EXERCISE REQUIREMENTS
Pictures are to be left out, and only the lines below starting at the one with "like point(216, 152)." and ending at the one with "Target: flat grassland" are to be reproduced, each exactly, both ends included.

RECORDS SUPPLIED
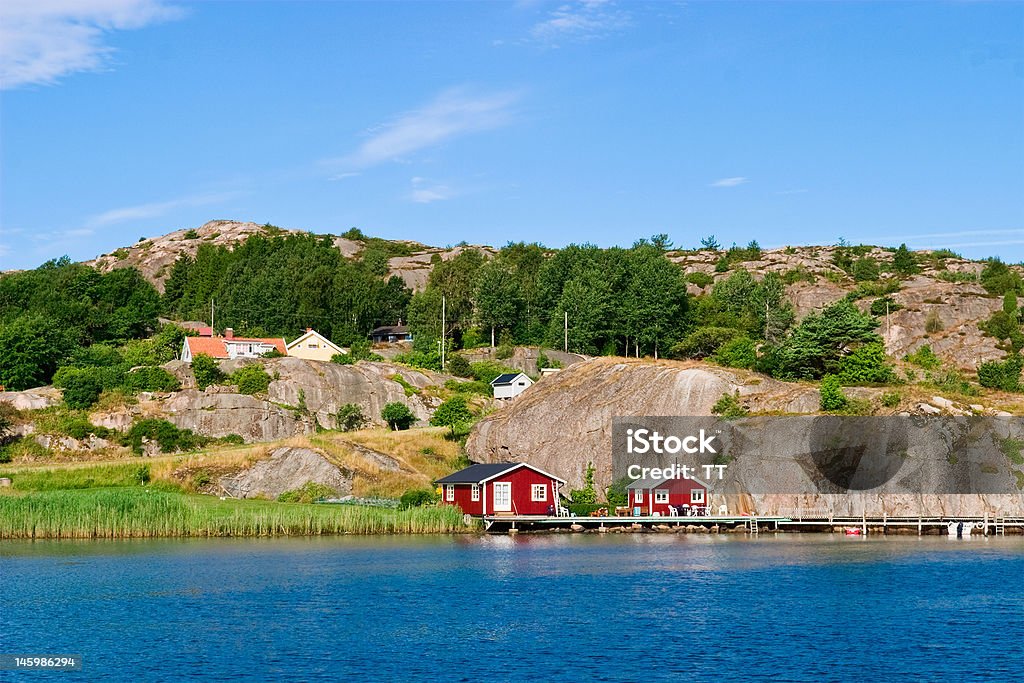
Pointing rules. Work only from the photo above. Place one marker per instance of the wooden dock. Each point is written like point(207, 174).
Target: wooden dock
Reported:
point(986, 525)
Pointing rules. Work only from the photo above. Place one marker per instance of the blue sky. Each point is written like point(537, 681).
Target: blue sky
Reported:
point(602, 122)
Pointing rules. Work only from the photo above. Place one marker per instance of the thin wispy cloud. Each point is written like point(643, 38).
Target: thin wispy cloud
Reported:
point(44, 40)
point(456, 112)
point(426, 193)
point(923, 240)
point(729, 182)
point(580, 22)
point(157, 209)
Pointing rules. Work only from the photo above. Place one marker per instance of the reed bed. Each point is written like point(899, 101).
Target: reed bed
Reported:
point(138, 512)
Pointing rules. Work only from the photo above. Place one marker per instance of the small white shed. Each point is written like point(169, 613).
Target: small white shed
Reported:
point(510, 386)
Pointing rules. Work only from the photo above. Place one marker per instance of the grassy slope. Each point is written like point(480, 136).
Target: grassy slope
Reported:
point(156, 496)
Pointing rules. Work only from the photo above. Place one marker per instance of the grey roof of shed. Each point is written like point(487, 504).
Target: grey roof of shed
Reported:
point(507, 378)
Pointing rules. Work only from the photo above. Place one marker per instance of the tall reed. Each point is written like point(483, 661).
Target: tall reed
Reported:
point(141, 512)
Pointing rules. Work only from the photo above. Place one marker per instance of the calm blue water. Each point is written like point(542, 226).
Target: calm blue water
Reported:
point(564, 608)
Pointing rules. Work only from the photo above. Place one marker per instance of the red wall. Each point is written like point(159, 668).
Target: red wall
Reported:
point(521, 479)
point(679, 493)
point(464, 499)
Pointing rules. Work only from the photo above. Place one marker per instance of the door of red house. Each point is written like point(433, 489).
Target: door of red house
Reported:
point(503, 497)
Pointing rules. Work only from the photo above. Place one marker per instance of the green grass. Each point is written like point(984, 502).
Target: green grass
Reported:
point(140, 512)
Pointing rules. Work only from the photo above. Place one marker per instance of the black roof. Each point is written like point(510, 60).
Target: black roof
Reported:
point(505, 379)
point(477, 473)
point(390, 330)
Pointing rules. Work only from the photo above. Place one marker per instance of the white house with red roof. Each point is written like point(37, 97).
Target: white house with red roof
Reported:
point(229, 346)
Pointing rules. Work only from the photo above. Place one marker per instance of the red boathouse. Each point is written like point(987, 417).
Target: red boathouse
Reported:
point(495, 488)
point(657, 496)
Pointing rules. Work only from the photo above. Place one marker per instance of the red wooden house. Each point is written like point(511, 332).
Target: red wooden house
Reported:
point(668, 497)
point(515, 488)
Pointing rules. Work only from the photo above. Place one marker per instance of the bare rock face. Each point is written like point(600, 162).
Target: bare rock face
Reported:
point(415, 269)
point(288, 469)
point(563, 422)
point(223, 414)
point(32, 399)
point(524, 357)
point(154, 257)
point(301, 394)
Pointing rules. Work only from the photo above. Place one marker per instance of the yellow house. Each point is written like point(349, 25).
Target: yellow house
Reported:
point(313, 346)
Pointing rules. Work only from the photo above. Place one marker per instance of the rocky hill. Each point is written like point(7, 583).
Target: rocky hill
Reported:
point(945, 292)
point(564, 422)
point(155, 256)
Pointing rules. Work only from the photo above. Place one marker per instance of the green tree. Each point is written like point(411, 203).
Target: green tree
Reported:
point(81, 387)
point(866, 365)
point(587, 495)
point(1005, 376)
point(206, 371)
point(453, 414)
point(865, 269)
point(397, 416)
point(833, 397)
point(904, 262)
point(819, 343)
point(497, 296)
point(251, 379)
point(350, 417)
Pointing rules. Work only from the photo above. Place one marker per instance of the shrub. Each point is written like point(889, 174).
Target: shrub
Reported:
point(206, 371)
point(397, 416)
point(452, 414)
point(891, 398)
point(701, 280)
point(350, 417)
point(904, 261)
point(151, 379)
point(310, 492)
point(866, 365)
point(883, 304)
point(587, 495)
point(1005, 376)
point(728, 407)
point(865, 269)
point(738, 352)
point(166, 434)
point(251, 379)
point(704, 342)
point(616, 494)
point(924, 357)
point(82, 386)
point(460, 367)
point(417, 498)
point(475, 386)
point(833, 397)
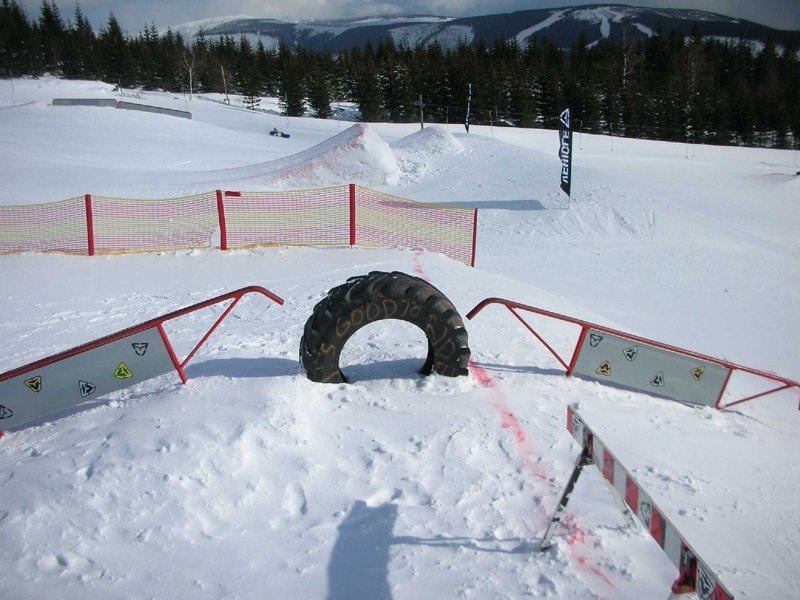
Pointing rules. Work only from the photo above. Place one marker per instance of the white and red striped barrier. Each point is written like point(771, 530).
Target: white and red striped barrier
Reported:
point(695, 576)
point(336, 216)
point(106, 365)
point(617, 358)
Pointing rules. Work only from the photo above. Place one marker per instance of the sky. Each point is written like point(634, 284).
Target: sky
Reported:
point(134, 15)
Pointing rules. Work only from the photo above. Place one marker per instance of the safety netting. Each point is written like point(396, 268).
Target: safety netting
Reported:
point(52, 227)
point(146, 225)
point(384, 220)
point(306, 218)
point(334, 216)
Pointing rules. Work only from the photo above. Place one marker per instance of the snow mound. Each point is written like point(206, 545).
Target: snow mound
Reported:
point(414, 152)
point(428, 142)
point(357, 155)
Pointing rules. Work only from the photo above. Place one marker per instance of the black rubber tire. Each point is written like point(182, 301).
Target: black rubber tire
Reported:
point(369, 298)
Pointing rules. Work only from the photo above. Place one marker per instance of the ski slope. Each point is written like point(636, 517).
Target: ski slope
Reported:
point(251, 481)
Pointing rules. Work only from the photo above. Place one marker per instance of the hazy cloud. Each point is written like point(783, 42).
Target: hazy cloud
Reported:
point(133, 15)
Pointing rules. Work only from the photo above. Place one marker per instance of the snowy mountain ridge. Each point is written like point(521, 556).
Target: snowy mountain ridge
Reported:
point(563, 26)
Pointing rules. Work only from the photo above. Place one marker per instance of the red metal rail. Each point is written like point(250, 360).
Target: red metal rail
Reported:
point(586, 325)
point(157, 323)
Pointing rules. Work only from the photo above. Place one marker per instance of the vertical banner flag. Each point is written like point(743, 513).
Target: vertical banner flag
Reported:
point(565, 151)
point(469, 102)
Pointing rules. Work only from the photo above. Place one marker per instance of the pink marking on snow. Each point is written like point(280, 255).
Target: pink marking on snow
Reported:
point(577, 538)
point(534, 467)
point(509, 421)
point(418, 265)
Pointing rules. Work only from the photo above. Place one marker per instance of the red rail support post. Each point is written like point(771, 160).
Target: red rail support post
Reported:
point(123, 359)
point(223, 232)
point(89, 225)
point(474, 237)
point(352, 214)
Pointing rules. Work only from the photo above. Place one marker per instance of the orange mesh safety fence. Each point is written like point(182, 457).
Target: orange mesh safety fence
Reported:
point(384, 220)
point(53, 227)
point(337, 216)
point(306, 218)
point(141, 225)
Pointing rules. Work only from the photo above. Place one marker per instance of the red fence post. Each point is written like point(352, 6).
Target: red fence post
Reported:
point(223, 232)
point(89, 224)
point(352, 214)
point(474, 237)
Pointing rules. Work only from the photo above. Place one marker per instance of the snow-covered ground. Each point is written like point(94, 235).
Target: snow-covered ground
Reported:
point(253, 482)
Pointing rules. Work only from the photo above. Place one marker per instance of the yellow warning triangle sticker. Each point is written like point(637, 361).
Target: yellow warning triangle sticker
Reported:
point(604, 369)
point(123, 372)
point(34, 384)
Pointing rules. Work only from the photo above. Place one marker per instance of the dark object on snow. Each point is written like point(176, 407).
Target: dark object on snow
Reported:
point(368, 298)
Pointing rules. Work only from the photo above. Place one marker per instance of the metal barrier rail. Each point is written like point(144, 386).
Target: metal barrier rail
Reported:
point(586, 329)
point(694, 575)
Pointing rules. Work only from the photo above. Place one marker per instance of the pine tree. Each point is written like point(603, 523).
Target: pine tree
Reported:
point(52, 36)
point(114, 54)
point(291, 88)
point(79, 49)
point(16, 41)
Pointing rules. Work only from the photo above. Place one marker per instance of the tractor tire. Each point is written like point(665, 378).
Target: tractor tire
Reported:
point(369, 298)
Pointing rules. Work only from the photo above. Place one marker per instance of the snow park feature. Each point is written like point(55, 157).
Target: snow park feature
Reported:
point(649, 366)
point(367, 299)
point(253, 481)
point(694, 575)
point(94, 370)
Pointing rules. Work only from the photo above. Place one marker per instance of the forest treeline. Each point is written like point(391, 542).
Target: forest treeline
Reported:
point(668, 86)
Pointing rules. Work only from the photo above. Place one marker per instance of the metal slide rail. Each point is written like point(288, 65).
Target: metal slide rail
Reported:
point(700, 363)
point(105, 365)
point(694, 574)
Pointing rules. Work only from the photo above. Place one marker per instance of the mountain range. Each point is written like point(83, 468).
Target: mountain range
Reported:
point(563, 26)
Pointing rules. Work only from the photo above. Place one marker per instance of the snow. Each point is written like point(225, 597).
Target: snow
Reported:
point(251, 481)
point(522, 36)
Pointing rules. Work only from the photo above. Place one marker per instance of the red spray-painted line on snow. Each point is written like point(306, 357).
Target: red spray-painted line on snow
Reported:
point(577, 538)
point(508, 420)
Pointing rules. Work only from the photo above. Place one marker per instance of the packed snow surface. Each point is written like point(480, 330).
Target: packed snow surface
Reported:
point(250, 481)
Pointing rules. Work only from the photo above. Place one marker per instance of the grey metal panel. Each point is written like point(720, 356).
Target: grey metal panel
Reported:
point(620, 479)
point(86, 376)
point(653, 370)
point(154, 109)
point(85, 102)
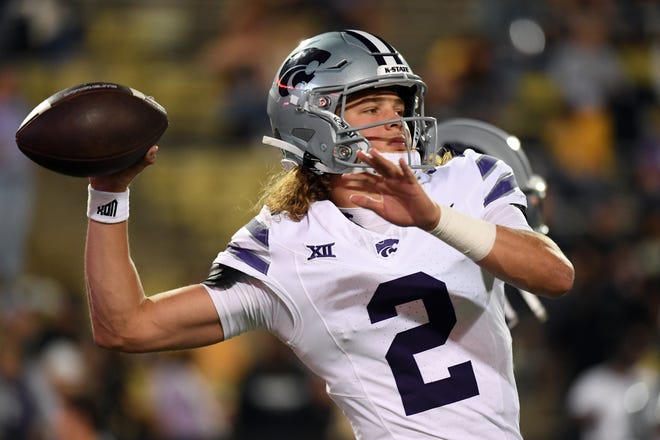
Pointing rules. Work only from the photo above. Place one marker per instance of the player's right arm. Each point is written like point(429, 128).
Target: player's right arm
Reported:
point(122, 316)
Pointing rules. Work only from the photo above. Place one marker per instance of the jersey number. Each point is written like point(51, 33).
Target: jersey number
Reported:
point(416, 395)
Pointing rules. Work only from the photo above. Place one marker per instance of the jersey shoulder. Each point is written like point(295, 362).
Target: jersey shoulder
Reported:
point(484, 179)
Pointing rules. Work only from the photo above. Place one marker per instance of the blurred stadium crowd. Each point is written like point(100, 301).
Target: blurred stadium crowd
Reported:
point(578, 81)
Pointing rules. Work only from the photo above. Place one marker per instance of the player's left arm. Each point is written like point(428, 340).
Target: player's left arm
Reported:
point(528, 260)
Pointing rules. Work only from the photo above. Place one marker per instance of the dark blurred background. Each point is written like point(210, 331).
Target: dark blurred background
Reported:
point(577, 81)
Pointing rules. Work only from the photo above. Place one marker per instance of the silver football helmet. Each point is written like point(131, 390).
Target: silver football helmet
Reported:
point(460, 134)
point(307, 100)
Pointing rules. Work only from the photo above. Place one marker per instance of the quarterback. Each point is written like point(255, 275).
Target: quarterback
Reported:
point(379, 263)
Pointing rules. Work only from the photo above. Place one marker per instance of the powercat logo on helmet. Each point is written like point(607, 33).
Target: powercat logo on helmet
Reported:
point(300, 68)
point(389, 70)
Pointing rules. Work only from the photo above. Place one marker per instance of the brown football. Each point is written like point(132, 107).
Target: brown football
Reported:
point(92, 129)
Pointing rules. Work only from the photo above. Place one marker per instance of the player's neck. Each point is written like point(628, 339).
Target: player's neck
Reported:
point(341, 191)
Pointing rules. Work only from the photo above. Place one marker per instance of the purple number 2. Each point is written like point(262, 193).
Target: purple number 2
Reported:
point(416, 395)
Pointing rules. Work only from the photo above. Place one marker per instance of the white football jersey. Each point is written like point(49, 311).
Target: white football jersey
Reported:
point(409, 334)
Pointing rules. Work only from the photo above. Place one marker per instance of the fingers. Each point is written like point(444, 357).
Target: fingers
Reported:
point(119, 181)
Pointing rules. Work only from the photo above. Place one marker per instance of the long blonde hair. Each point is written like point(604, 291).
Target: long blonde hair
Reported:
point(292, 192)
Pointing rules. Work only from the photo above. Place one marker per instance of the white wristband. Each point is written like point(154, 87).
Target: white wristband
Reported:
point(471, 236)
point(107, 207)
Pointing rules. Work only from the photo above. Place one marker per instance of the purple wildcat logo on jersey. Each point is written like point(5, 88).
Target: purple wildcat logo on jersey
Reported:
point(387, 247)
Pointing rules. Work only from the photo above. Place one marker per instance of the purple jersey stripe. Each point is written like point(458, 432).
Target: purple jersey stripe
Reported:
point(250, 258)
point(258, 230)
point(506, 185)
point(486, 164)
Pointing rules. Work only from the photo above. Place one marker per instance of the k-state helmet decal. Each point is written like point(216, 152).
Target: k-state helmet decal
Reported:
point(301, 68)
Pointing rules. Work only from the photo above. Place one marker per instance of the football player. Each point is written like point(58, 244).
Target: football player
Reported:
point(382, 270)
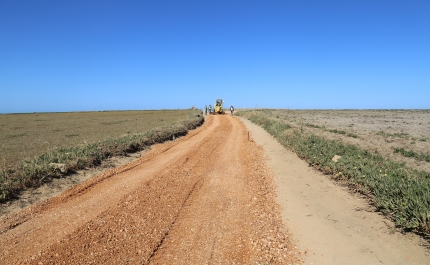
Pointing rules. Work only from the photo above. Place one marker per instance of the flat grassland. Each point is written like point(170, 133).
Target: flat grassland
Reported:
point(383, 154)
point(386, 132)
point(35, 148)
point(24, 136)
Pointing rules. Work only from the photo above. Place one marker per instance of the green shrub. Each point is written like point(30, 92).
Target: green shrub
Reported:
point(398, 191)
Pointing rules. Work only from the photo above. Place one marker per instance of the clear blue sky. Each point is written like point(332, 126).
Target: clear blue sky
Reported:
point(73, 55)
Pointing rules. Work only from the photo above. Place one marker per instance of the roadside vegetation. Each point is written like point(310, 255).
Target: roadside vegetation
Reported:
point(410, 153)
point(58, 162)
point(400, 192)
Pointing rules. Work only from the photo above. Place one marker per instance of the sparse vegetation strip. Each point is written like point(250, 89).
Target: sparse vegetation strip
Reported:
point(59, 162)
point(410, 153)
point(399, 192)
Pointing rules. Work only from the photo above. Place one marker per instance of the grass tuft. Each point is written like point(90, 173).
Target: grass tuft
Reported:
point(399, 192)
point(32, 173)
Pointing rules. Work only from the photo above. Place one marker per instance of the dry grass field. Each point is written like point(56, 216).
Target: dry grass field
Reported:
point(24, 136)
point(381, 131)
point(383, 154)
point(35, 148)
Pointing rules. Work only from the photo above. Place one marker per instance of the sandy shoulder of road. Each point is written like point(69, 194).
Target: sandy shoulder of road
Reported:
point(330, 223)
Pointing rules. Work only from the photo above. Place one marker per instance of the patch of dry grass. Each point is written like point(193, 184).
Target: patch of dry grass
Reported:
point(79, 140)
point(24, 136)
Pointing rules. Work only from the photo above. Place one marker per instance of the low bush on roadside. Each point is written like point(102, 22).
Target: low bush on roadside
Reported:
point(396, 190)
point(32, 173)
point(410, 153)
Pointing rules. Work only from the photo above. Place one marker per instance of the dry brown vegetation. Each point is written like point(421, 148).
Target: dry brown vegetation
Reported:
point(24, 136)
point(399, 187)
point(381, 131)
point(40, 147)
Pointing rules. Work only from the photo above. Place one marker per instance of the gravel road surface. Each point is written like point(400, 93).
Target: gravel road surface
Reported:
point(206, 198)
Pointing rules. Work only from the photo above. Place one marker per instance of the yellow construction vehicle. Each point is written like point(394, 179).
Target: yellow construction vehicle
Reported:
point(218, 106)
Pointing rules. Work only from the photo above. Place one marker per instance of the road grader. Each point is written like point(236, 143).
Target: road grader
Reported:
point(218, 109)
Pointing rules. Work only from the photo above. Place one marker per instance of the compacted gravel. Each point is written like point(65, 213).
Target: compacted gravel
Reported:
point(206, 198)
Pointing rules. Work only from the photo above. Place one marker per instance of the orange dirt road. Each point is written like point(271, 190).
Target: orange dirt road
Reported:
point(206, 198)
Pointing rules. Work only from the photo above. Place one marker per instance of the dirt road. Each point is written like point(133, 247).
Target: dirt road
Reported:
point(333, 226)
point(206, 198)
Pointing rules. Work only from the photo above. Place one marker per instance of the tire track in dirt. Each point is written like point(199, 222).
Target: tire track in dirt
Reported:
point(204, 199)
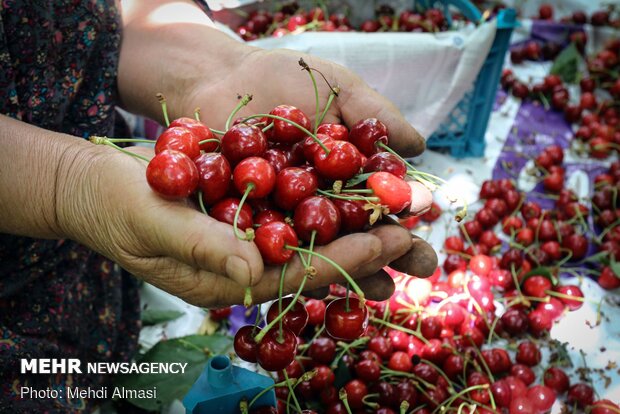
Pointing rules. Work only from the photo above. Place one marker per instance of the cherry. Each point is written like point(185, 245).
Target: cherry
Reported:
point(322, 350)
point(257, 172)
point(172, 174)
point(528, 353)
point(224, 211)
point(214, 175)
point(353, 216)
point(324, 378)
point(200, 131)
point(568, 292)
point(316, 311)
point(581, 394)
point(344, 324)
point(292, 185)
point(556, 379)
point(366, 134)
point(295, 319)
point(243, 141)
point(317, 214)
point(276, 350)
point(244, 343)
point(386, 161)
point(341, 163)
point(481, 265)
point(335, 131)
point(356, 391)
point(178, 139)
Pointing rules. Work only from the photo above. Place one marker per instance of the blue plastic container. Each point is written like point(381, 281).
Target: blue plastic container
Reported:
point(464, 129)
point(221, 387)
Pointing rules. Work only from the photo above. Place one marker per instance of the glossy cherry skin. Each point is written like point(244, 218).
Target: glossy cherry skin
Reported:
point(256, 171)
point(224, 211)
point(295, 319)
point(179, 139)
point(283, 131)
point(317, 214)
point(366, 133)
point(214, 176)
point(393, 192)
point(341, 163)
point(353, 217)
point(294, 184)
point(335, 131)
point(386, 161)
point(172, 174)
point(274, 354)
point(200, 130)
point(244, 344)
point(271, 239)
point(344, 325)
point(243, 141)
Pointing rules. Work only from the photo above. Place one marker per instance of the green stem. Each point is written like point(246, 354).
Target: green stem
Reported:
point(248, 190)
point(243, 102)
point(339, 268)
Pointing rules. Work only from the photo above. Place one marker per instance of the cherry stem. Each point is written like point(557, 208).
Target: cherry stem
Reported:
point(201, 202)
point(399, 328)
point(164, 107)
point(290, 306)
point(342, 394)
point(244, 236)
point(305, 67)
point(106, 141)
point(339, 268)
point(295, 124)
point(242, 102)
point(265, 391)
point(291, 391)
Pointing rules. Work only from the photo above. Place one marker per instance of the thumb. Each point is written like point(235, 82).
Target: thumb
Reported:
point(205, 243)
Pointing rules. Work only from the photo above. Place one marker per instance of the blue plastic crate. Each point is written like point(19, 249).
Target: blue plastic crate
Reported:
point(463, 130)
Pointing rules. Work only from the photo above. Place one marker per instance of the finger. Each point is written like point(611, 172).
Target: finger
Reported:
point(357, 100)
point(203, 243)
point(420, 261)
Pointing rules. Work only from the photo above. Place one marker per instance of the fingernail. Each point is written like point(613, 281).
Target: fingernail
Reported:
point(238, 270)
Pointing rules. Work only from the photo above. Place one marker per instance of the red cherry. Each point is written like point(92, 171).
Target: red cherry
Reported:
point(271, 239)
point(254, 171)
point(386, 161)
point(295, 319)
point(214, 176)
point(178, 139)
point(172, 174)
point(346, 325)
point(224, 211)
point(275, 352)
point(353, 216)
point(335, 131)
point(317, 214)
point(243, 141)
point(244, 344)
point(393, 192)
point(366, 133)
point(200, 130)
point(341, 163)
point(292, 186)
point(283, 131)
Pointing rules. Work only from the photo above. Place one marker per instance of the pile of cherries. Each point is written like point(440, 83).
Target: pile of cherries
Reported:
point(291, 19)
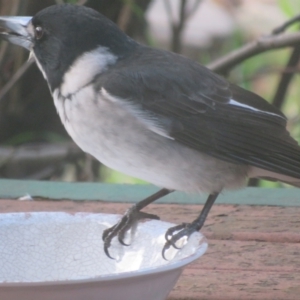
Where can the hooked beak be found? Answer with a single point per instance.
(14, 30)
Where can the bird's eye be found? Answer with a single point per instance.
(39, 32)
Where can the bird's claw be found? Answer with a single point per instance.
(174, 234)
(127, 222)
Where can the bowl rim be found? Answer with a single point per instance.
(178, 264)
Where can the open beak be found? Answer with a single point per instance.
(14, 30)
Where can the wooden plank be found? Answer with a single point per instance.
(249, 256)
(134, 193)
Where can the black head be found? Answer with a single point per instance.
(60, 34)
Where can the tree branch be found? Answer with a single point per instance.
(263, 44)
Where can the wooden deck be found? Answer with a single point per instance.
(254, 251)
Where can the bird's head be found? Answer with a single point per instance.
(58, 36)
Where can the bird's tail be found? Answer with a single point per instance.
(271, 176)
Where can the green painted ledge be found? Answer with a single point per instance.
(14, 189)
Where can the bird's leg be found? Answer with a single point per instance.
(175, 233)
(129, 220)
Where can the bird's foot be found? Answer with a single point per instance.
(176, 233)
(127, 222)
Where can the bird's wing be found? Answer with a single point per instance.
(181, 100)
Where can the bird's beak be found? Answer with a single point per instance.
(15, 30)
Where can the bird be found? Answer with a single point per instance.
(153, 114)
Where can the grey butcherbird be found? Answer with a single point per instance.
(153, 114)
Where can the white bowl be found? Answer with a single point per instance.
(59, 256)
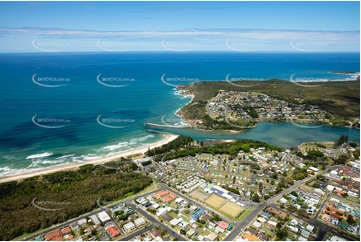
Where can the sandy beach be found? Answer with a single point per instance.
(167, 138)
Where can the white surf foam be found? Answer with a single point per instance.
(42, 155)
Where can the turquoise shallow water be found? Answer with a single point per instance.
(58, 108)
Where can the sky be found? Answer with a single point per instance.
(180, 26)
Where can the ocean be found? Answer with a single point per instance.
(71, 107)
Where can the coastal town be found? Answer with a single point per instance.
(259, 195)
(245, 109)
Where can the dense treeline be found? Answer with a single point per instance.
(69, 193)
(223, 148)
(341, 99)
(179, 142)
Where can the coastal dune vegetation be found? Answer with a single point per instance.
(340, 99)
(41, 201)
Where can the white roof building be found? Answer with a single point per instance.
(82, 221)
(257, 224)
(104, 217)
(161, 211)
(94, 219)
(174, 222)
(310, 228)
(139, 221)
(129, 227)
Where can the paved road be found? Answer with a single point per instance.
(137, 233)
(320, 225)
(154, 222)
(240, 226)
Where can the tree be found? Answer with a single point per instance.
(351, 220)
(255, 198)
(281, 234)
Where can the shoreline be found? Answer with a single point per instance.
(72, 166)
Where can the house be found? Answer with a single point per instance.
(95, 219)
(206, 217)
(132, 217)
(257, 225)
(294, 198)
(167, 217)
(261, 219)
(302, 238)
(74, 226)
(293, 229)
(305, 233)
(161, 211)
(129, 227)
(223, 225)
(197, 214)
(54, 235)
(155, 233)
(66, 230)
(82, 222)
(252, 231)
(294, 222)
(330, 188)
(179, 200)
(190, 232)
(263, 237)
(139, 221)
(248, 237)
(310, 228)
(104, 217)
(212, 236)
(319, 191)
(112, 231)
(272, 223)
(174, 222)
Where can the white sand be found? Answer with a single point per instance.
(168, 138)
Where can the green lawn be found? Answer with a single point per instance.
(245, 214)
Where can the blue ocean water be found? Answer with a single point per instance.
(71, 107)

OUTPUT OF THE EXERCISE
Pointing rules. Work only from the photo above. Place one marker per instance of the k-state helmet decal. Each point is written like point(216, 152).
Target: k-state helmet decal
Reported:
point(301, 68)
Pointing rules. Work only from the photo above. Place one marker per instance of the football player. Each point is written like point(58, 244).
Target: football player
Reported:
point(382, 270)
Pointing rules. Work only from the photo above. Place one marker per instance of the flat grassland. Each point is written like point(170, 133).
Target: flat grassland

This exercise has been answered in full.